Stored items:
+++++

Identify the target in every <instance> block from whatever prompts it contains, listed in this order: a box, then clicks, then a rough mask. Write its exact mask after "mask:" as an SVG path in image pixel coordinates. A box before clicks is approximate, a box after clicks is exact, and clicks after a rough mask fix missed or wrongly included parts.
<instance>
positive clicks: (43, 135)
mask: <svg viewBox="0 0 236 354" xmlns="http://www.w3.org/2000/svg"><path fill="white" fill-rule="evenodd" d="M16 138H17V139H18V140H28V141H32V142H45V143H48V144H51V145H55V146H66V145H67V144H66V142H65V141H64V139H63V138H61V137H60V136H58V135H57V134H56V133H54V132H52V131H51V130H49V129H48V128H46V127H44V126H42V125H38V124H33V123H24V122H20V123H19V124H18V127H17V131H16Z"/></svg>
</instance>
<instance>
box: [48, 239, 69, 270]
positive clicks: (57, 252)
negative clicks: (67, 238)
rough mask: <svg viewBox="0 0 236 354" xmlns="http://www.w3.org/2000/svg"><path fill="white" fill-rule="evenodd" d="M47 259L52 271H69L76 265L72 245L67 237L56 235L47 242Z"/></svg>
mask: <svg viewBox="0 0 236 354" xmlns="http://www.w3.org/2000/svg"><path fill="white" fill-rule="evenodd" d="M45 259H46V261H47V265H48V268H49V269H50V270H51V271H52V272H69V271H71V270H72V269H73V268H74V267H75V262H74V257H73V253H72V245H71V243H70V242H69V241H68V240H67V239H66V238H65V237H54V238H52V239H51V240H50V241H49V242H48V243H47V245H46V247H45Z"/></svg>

+++++

Beginning with the line above that contains "</instance>", copy each line exactly up to and including the line that contains "negative clicks: (67, 238)", and go no further.

</instance>
<instance>
box: [48, 239, 69, 270]
positive clicks: (57, 252)
negative clicks: (67, 238)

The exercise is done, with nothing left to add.